▶ Excerpt:
Trustees also are aware of the government's stepped-up attention to fraud. "And they're asking the questions and putting me through the grinder more regularly than they used to," Burkhart says. "They take this very seriously."
Sentara and other health systems likely will have to "staff up to address these issues," he says. "We already work collaboratively with our patient accounting, finance and legal departments. Everyone is at the table for all of these issues. But staffing is obviously a concern."
Frank Sheeder, a health care defense attorney with the firm Jones Day in Dallas, says hospitals will have to pump more resources into their compliance programs. "If hospitals don't comply, they are putting all state and federal reimbursement at risk and could be unable to participate in Medicare and Medicaid," he warns.
How Effective is Your Program?

▶ Data extracts:

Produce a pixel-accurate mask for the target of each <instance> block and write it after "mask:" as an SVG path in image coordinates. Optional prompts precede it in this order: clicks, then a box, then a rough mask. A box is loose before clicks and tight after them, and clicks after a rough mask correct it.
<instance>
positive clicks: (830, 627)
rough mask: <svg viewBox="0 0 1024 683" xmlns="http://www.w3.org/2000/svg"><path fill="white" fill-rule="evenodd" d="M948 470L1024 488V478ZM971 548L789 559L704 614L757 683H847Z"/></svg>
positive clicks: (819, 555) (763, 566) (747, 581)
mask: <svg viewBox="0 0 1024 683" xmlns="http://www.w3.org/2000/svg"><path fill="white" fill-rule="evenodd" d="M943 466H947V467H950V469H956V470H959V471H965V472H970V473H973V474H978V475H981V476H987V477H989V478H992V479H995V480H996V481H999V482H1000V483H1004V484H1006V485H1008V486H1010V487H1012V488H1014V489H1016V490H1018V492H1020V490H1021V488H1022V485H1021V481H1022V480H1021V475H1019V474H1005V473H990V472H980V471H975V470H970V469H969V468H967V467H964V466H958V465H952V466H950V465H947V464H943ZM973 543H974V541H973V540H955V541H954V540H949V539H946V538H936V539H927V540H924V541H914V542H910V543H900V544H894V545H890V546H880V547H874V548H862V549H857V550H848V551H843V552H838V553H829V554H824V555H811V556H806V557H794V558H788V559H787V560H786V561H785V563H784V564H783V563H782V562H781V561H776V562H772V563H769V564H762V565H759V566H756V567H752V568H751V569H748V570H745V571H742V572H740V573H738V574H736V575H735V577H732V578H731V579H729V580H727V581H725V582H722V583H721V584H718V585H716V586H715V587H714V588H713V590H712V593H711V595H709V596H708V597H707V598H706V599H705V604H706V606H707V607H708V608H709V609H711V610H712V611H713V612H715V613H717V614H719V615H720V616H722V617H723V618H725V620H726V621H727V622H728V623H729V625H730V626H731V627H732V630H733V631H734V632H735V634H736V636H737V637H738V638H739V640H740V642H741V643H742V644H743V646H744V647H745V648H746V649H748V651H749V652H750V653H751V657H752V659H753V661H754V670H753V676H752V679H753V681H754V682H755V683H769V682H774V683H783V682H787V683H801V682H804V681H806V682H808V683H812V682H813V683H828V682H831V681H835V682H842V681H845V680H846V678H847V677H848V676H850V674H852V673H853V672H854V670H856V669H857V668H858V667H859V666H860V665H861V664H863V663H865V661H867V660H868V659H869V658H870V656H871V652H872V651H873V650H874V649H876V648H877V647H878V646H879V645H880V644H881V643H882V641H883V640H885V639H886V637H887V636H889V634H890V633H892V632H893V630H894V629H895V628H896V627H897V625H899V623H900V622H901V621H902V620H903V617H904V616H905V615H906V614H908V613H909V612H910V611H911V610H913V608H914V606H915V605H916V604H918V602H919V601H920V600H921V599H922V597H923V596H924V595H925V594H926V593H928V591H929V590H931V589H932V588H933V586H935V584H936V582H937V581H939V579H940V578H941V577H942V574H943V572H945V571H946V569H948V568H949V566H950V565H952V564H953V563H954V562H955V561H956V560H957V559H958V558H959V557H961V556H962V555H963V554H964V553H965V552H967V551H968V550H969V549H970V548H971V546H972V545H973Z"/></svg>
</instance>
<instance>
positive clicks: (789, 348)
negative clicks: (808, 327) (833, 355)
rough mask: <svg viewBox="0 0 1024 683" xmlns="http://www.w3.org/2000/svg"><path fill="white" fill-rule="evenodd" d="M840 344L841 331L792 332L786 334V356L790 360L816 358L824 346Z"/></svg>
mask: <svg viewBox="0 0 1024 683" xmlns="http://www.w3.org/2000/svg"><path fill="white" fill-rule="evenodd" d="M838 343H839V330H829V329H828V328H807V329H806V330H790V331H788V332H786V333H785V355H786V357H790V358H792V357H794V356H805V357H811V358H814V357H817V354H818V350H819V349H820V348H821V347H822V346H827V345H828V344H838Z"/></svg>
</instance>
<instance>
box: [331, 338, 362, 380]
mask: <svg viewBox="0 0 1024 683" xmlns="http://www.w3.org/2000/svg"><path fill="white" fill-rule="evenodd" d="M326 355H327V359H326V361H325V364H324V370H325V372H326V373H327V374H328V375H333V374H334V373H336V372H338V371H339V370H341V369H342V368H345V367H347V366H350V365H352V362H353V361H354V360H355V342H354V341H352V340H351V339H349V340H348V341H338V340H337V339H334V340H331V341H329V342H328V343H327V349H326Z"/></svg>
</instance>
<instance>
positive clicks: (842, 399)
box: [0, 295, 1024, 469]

▶ Complete the following:
1. In the excerpt on hospital fraud compliance above, rewrite the paragraph beginning "Frank Sheeder, a health care defense attorney" in a single shorter sentence that keeps its main facts.
2. Translate this sentence from the excerpt on hospital fraud compliance into Spanish: "Everyone is at the table for all of these issues."
3. Pick up the excerpt on hospital fraud compliance right after its final heading, "How Effective is Your Program?", and continue it.

▶ Results in order:
1. Frank Sheeder, a health care defense attorney at Jones Day in Dallas, says hospitals must put more resources into compliance programs, because noncompliance puts all state and federal reimbursement at risk and could keep them out of Medicare and Medicaid.

2. Todos están sentados a la mesa para todos estos asuntos.

3.
Tom Herrmann, vice president with the health care consulting firm Strategic Management in Alexandria, Va., says hospitals that already have comprehensive, robust compliance programs that include internal audits, hot lines, employee education and training programs will not likely suffer much cost or other burdens under the reform law's provisions.
"But how effective are most hospital compliance programs?" he wonders. "Clearly, the majority of hospitals get major amounts of money from federally funded programs. The PPACA is saying that as a condition for receiving those funds, hospitals must be held accountable for the integrity of their submitted claims."
Herrmann says Congress has addressed perceived weaknesses in existing laws, citing the self-disclosure protocol in the Stark law, restrictions on physician ownership of hospitals, enhancements to the FCA and the anti-kickback statute.
"The HHS' inspector general has identified various deficiencies, and Congress responded. Time will tell how effective they have been," he says. "They certainly provide prosecutors and enforcement agencies with new and different tools to address them."
The announcement of a working task force between the DOJ and HHS underscores the new commitment to reduce fraud. In May 2009, the two departments formed the Health Care Fraud Prevention and Enforcement Action Team, or HEAT. According to the HEAT website, the initiative elevates Medicare fraud-busting activity to a Cabinet-level priority for both DOJ and HHS.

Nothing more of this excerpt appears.